Provided records:
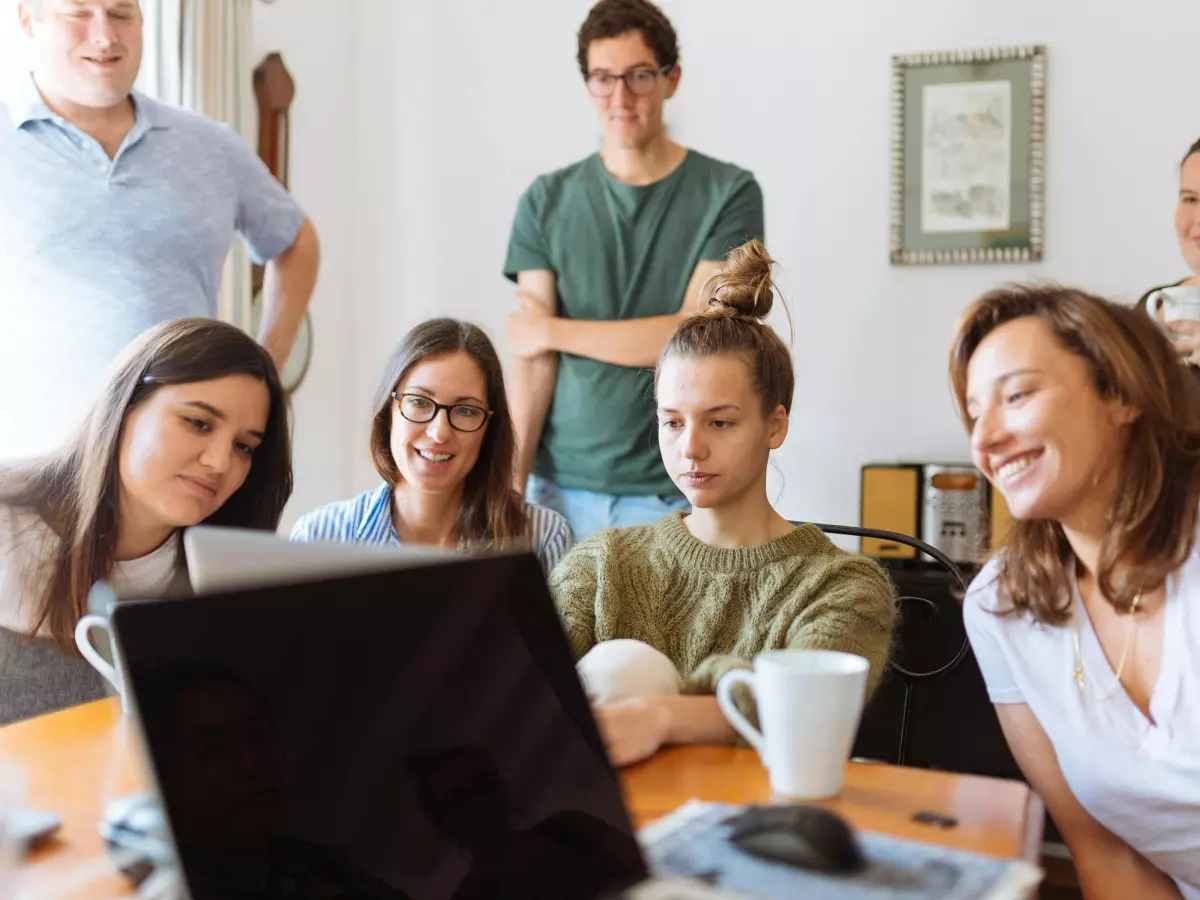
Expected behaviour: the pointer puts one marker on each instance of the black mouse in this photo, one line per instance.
(804, 837)
(136, 835)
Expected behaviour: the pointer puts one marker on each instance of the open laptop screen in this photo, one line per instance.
(412, 733)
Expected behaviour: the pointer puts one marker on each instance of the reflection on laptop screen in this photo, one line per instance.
(414, 733)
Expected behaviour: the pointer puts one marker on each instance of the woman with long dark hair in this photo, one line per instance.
(442, 439)
(1086, 625)
(1186, 333)
(190, 426)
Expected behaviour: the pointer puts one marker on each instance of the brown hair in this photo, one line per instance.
(731, 323)
(76, 491)
(612, 18)
(1153, 519)
(1192, 151)
(492, 513)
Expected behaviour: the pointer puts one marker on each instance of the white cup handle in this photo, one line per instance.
(1153, 303)
(83, 641)
(725, 701)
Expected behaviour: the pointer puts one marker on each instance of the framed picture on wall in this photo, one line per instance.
(969, 156)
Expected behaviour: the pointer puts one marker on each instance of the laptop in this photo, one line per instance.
(409, 731)
(227, 558)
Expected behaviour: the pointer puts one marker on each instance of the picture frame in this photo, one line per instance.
(969, 156)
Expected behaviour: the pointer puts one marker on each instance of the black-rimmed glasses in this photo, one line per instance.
(420, 409)
(639, 81)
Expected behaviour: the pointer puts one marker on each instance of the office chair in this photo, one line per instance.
(910, 678)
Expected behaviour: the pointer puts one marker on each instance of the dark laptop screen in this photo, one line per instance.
(415, 733)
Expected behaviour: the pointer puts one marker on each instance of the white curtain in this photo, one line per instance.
(198, 57)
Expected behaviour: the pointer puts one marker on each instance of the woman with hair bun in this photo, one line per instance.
(658, 613)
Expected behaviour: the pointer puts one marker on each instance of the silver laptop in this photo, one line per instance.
(235, 558)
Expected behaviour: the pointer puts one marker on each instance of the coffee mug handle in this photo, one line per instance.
(83, 641)
(1153, 303)
(725, 701)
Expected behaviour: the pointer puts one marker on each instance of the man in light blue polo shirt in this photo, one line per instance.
(117, 213)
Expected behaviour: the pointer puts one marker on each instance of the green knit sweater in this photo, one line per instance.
(711, 610)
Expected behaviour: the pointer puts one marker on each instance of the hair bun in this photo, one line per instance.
(743, 287)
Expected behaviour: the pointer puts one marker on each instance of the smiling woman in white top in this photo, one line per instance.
(1087, 624)
(442, 439)
(190, 426)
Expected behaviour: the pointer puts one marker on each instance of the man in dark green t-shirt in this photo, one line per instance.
(609, 253)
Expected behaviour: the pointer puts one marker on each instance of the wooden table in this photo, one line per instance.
(77, 760)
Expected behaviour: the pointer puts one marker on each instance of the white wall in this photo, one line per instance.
(463, 102)
(417, 125)
(321, 58)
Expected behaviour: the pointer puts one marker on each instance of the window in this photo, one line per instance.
(15, 52)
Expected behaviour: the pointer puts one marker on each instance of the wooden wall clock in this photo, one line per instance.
(274, 93)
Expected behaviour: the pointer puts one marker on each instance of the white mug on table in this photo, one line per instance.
(102, 598)
(809, 707)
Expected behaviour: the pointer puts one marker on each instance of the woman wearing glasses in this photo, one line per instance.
(442, 441)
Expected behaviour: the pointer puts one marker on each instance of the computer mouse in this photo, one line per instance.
(804, 837)
(135, 832)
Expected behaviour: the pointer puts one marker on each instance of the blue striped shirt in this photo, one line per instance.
(367, 520)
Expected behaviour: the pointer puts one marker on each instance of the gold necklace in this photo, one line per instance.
(1131, 634)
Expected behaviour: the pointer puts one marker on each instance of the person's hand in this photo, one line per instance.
(1186, 337)
(633, 729)
(528, 328)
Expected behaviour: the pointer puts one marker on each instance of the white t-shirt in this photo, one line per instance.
(1141, 781)
(25, 540)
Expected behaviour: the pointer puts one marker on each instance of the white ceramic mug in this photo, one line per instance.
(1174, 304)
(111, 671)
(809, 707)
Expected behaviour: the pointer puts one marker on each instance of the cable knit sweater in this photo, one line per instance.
(711, 610)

The problem:
Write the entries above out again exactly, but not the pictures.

Reply to the exercise:
Expected behaviour: the pointer puts one marker on each instance of the black mouse in this photo, one line per instance.
(804, 837)
(136, 835)
Expected behaviour: the pointer puts one marker on each instance of the open laptop screen in this photo, one line per instance.
(412, 733)
Expected behaviour: the pointer puts one marker on each instance of the reflection on laptop screen in this photo, one line per instance.
(414, 733)
Expected behaviour: the pointer puts one marker on each instance of the woman with long dark hair in this photo, one line per instance.
(442, 439)
(1086, 625)
(1186, 333)
(190, 426)
Expected behaviour: the pointer puts one marker on each instance of the brown hair in this photo, one line per instance.
(731, 323)
(76, 491)
(612, 18)
(1153, 519)
(1192, 151)
(492, 513)
Expected behaviour: the pointer puts one marker on each instance of the white cup handle in this photo, one line per instance.
(1153, 303)
(83, 641)
(725, 701)
Expected behaviour: the pointer puts one marker on each instance of the framed picture on wall in this photo, one line per instance.
(969, 156)
Expected behaviour: the pointer puts one marker on each instance of the laptop in this photo, one line per instance.
(409, 731)
(227, 558)
Expected behaviour: the pointer puts one marker on each instance of the picture frame in this photo, one line per instance.
(969, 156)
Expected behaviour: the pointer puts one marker on each instance of the black-rimmed glasses in this photo, one line per instance.
(420, 409)
(639, 81)
Expected behaviour: the pointer puts one marker on each instance of the office chair in this photo, one line per instance.
(910, 678)
Expected behaviour: the pointer puts one marker on each instance of the dark laptop screen in this photo, one line per instance.
(415, 733)
Expected behaviour: the pointer puts one marker on each instance of the white curtain in this photo, one line per instance.
(198, 57)
Expected behaviour: the pointer puts one marker on each instance of the woman with hair bun in this photo, one line per instance.
(658, 613)
Expected behaviour: the pointer puts one marker on each instance of the silver laptop in this photo, one line per instance.
(235, 558)
Expected behaviour: the pointer puts one marker on each instance of the coffee mug handle in this photo, one line per instance.
(83, 641)
(1153, 303)
(725, 701)
Expected behaviour: the pointer puts one marker on each instance of the man in light blue polo shirt in this photo, one line per instance.
(117, 213)
Expected behaviour: the pointer puts one marker on each instance of the green knit sweater in this photo, one line per instance.
(711, 610)
Expected behaviour: the pointer puts one marker on each instance of the hair bun in this photo, one line per instance.
(743, 287)
Expected behaviour: the pointer puts one marker on each instance of the smiling woman in white top in this photo, one line per instance.
(1087, 624)
(442, 439)
(190, 426)
Expected behaviour: the pointer puts one marker on each instance of the man in dark green t-shirt in this photo, one line per instance.
(609, 253)
Expected behaviour: the pointer puts one marker on each instance of the wooden table in this photo, one line per instance.
(77, 760)
Expected behaviour: the pointer puts one marker on each instance of the white wall in this photo, one line per instance.
(463, 102)
(417, 125)
(321, 58)
Expected behaviour: the pointer puts one marker on each instance of the window in this photo, one line per instance.
(15, 52)
Expected behaviour: the pointer puts one marker on each instance of the wooden wall clock in this photo, one line per instance.
(274, 93)
Expected behaviour: the pointer puts one marker on each instance of the white mug on table in this photo, one line per instance.
(102, 598)
(809, 707)
Expected behaviour: the pointer puts one marker on each instance of the woman wearing glasses in this photo, one line per instance.
(442, 441)
Expected behaviour: the pointer puts one marker on each instance of the computer mouse in this photo, one line per instance.
(804, 837)
(135, 832)
Expected behaviour: the pointer puts one marker on each instance of the blue striped shirt in this photo, one line per instance.
(367, 520)
Expected behaviour: the pointer puts one marker on each instance of the gold necklace in this photo, one line per instance.
(1131, 634)
Expected behaviour: the pointer puts one marker on each instance of the person's hand in this photo, one line per instance.
(1186, 337)
(633, 729)
(528, 328)
Expected behaviour: the pointer puts one marker on each instance of the white t-shirt in this photo, one line per instance.
(1141, 781)
(25, 540)
Expected behaviour: the pointer puts one marker on each instance of the white ceramic mug in this photo, one line per instance.
(1174, 304)
(111, 671)
(809, 707)
Expected behaviour: the pointer puts one marker on each instance of the cable knit sweater in this photo, one line per instance.
(711, 610)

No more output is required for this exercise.